▶ [EXTRAIT CHOISI]:
++++++

Rembert De Smet alias Ro Maron est l'un des personnages les plus élusifs, les plus iconoclastes, les plus originaux de la new beat. Auteur sous une bonne vingtaine de blazes différents et sur une période très limitée (1988-1989) d'un nombre effarant de tubes de la dance belge à son apogée (dont le plus connu s'appelle "Something Scary" de Sza Sza Laboum), on associe surtout son nom à l'une de ses variantes les plus sombres, les plus zarbies et les plus extrêmes, le bien nommé "hardbeat".
L'écoute de l'anthologie formidable que vient de publier Olivier Ducret sur Mental Groove donne pourtant une image bien plus ambigue et colorée de son oeuvre: acid et pop, hystérique ou dépressive, guillerette ou glauque, elle se démarque par son inventivité particulièrement débridée, la démultiplication des ouvertures vers la house américaine et le recours très opportun à la bassline acid, à tel point que JD Twitch d'Optimo, grand manitou de la danse décomplexée de notre temps, l'a sacré "l'un des cinq plus grands joueurs de TB-303 de tous les temps". Trois décennies après avoir jeté l'éponge de la production dance pour se jeter corps et âme dans le flamenco (eh ouais), Rembert De Smet se souvient.

++++++

▶ [DONNÉES ENREGISTRÉES]:
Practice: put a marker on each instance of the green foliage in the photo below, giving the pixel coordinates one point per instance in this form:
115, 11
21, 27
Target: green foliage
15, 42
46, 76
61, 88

++++++

▶ [TRAVAIL À FAIRE]:
[1] Pour chaque affirmation, indiquez si elle concorde avec l'extrait sur Ro Maron en répondant oui ou non, puis citez tels quels les mots décisifs de l'extrait. (a) Il a produit ses morceaux de dance entre 1988 et 1989. (b) L'anthologie consacrée à son œuvre est parue sur le label Optimo. (c) Après la dance, il s'est consacré au flamenco.
[2] D'après l'extrait sur Ro Maron, qui l'a qualifié de « l'un des cinq plus grands joueurs de TB-303 de tous les temps » ?
[3] Donnez la suite de l'extrait sur Ro Maron à partir de l'endroit où il s'arrête, s'il vous plaît.
Les lignes n'interviennent pas ici.

▶ [RÉPONSES PAR TÂCHE]:
[1]
(a) Oui : « sur une période très limitée (1988-1989) ».
(b) Non : « que vient de publier Olivier Ducret sur Mental Groove ».
(c) Oui : « pour se jeter corps et âme dans le flamenco ».

[2] JD Twitch d'Optimo.

[3]
Collected est le premier "album" de Ro Maron à sortir, plus de 35 ans après que vous ayez enregistrés la plupart de ces morceaux. Quel sentiment cette réhabilitation tardive de cette part obscure de votre oeuvre vous inspire?
C'est très étrange, et très agréable. J'ai enregistré ces morceaux pour qu'on en use et en abuse sur le moment, très vite. Jamais je n'aurais pensé qu'ils accèderaient à la postérité. Jamais je n'aurais pensé qu'après toutes ces années, la demande continuerait à grandir.
Quand vous avez commencé à enregistrer sous le nom de Ro Maron, vous aviez déjà une longue carrière derrière vous.
Effectivement, j'avais déjà connu un peu de succès avec 2 Belgen, un groupe synth pop actif entre 1980 et 1987. On a joué énormément de concerts et même commis quelques tubes, dont le plus connu, "Lena", a aussi été un hit en discothèque.
Et comment avez vous pris le train New Beat?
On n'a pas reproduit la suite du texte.